Try it ->
The records are to be repeated in full. Every line must match.

(Data entries)

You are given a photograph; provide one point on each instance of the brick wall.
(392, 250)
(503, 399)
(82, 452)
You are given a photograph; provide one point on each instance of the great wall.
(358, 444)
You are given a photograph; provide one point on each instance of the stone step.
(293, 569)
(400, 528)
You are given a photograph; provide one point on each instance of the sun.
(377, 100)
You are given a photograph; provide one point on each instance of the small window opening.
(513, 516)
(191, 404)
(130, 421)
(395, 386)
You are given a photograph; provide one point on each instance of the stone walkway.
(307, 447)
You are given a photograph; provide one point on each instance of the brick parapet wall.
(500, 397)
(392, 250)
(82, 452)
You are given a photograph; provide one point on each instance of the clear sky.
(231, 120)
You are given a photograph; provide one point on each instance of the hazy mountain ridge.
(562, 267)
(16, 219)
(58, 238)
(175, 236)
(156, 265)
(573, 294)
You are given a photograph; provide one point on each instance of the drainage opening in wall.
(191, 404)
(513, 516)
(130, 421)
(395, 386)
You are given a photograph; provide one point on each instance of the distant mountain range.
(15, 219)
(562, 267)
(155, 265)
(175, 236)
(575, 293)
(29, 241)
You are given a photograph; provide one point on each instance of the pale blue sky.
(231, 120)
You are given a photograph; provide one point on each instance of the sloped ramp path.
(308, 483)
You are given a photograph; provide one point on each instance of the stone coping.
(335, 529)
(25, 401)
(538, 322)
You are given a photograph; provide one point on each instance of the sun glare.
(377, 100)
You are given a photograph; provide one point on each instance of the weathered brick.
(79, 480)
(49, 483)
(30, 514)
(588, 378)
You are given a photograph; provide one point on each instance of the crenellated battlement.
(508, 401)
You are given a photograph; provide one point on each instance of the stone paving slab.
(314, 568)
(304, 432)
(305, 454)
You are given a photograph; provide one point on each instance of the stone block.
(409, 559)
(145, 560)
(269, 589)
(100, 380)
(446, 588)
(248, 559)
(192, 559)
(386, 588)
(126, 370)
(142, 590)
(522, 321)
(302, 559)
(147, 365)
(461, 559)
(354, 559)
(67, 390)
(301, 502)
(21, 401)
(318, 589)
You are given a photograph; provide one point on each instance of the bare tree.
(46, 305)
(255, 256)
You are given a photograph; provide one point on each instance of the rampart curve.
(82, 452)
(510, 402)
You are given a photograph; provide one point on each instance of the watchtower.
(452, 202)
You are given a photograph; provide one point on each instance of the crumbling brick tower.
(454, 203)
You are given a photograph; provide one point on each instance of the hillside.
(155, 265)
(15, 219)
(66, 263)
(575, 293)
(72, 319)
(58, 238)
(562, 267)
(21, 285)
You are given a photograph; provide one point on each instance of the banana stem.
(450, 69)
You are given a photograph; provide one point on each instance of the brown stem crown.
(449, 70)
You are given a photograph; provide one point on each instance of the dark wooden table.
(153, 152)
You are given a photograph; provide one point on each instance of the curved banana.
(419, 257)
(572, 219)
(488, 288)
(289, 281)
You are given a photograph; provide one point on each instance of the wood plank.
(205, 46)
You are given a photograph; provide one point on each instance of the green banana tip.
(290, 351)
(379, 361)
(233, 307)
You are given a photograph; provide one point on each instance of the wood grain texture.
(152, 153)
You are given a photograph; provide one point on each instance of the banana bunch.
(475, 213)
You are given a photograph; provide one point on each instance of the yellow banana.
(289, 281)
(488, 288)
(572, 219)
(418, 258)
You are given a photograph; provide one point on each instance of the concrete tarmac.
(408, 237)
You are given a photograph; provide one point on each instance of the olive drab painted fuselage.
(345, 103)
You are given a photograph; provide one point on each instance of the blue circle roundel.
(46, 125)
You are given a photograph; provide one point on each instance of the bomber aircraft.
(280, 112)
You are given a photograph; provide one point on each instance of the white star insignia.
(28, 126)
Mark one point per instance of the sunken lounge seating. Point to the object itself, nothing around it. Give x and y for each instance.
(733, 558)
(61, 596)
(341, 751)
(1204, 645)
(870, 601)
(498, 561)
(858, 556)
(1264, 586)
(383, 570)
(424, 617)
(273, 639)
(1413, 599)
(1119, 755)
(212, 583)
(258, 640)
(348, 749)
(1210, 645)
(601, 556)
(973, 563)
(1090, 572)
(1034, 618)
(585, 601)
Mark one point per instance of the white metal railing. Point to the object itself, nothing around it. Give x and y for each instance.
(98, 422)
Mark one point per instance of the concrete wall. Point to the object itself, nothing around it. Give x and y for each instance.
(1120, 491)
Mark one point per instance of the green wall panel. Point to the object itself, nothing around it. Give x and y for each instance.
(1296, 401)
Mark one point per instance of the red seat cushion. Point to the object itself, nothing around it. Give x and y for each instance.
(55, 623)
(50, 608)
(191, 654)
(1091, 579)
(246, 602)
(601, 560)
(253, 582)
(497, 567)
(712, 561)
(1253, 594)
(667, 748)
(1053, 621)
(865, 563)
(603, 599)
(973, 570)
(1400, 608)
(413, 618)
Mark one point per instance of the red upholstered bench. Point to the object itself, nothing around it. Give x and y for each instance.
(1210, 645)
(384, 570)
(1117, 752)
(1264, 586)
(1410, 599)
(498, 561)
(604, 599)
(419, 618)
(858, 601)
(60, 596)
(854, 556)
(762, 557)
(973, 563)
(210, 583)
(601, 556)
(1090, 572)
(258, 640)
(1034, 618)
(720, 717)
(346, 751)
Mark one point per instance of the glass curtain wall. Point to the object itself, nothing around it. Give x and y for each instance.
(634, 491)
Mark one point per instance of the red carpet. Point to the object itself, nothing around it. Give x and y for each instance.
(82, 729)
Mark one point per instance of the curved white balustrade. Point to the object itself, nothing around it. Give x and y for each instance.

Output for this task ->
You are given a photograph; provide one point on each instance of the brick wall.
(392, 250)
(503, 399)
(82, 452)
You are given a photograph; provide one point on each instance of the great wall.
(358, 444)
You are given a photograph; provide one point on each instance of the stone step.
(293, 569)
(400, 528)
You are given a photograph; provide one point on each instance of the sun.
(377, 100)
You are given a photograph; provide one point on each instance of the small window opening.
(513, 516)
(191, 404)
(130, 421)
(395, 386)
You are given a photograph; provide one point on each instance of the stone walkway.
(307, 447)
You are given a photograph; provide one point on each instance of the brick parapet wall.
(500, 397)
(392, 250)
(82, 452)
You are given a photograph; provide one point on each instance of the clear sky.
(231, 120)
You are given a photograph; provide one point on each instance of the hazy mountain ridge.
(562, 267)
(16, 219)
(58, 238)
(175, 236)
(156, 265)
(573, 294)
You are given a photograph; provide one point on each instance of the drainage opening in wall.
(191, 404)
(513, 516)
(130, 421)
(395, 386)
You are given a photograph; provide one point on each instance of the distant mountain range.
(15, 219)
(562, 267)
(155, 265)
(175, 236)
(575, 293)
(29, 241)
You are given a photograph; provide one point on each instance of the pale blue sky.
(231, 120)
You are given a photograph; provide one point on each instance of the sloped ramp path.
(308, 483)
You are given a photograph; provide one point on each instance of the stone coping.
(335, 529)
(25, 401)
(538, 322)
You are given a photograph; provide one point on each instance of the sun glare.
(377, 100)
You are given a photograph; provide one point on each instance of the weathered brick.
(79, 480)
(49, 483)
(30, 514)
(588, 378)
You are given a photograph; provide one point on each instance of the crenellated battlement.
(508, 401)
You are given a photograph; provide one point on each instance of the stone paving slab.
(314, 568)
(304, 432)
(305, 454)
You are given a photograph; provide one point on each instance of the stone block.
(409, 559)
(145, 560)
(269, 589)
(100, 380)
(446, 588)
(248, 559)
(192, 559)
(386, 588)
(126, 370)
(142, 590)
(522, 321)
(302, 559)
(147, 365)
(461, 559)
(354, 559)
(67, 390)
(301, 502)
(21, 401)
(318, 589)
You are given a photograph; provide one point on each instance of the bare tree.
(46, 305)
(255, 256)
You are given a photograph; provide one point on each instance of the rampart curve.
(82, 452)
(510, 402)
You are given a photograph; provide one point on each instance of the watchtower.
(452, 202)
You are given a photograph; provide one point on each instance of the crumbling brick tower.
(454, 203)
You are given a photograph; provide one point on each instance of the hillside.
(155, 265)
(15, 219)
(66, 263)
(575, 293)
(72, 319)
(58, 238)
(562, 267)
(21, 285)
You are given a photograph; provide one point on each instance of the banana stem.
(450, 69)
You are given a photograph; provide one point on each instance of the brown stem crown.
(449, 70)
You are given a photograph; provide one point on each instance of the dark wooden table.
(153, 152)
You are given a photograph; provide one point on each instance of the curved banana.
(419, 257)
(572, 219)
(488, 288)
(289, 281)
You are given a photograph; provide one point on each instance of the wood plank.
(205, 46)
You are given a photograph; provide one point on each instance of the green banana tip.
(290, 351)
(379, 361)
(233, 307)
You are given a photograph; provide one point on each instance of the wood grain texture.
(152, 153)
You are given a photograph; provide one point on each instance of the banana bunch.
(475, 213)
You are given a photograph; provide one point on each instance of the yellow banana.
(289, 281)
(488, 288)
(572, 219)
(418, 258)
You are given a photograph; provide one point on each instance of the concrete tarmac.
(408, 237)
You are given a photograph; provide one point on each instance of the olive drab painted fuselage.
(345, 103)
You are given a photograph; provide one point on each instance of the blue circle roundel.
(46, 125)
You are given a photograph; provide one point on each instance of the bomber aircraft.
(280, 112)
You are given a photograph; provide one point on each instance of the white star insignia.
(28, 126)
Mark one point per instance of the sunken lounge seating. Point to the object itself, nothing around it. Give x and y for each instance.
(733, 558)
(61, 596)
(341, 751)
(1204, 645)
(870, 601)
(498, 561)
(858, 556)
(1264, 586)
(383, 570)
(424, 617)
(273, 639)
(1413, 599)
(1119, 755)
(212, 583)
(258, 640)
(348, 749)
(1210, 645)
(601, 556)
(973, 563)
(1090, 572)
(1034, 618)
(585, 601)
Mark one point per instance of the white metal railing. Point to the object itself, nothing around it. Give x and y for each instance.
(98, 422)
Mark one point per instance of the concrete wall. Point to the object itself, nothing around it. Give x and y for each instance.
(1120, 491)
Mark one point per instance of the green wall panel. Point to the object itself, nothing around it. Give x and y for each instance.
(1296, 401)
Mark one point per instance of the red seat cushion. Point to the object itself, nothing around it. Give x and y for each instance.
(55, 623)
(50, 608)
(191, 654)
(1091, 579)
(246, 602)
(601, 560)
(253, 582)
(497, 567)
(712, 561)
(1253, 594)
(667, 748)
(1053, 621)
(865, 563)
(603, 599)
(973, 570)
(1400, 608)
(413, 618)
Mark one point per instance of the red upholstered bench. Point to the object itself, nothing around it. Give x and y for each instance.
(1210, 645)
(384, 570)
(1117, 752)
(1264, 586)
(1410, 599)
(498, 561)
(604, 599)
(419, 618)
(858, 601)
(60, 596)
(854, 556)
(762, 557)
(973, 563)
(210, 583)
(601, 556)
(1090, 572)
(258, 640)
(1034, 618)
(720, 717)
(346, 751)
Mark one point per instance of the glass curtain wall. Point to the object itself, nothing around it. Give x and y for each instance.
(634, 491)
Mark one point per instance of the red carpet. Point to the object itself, nothing around it. Give x and y for each instance.
(82, 729)
Mark one point per instance of the curved white balustrade. Point to the object itself, nothing around it. Give x and y for each instance.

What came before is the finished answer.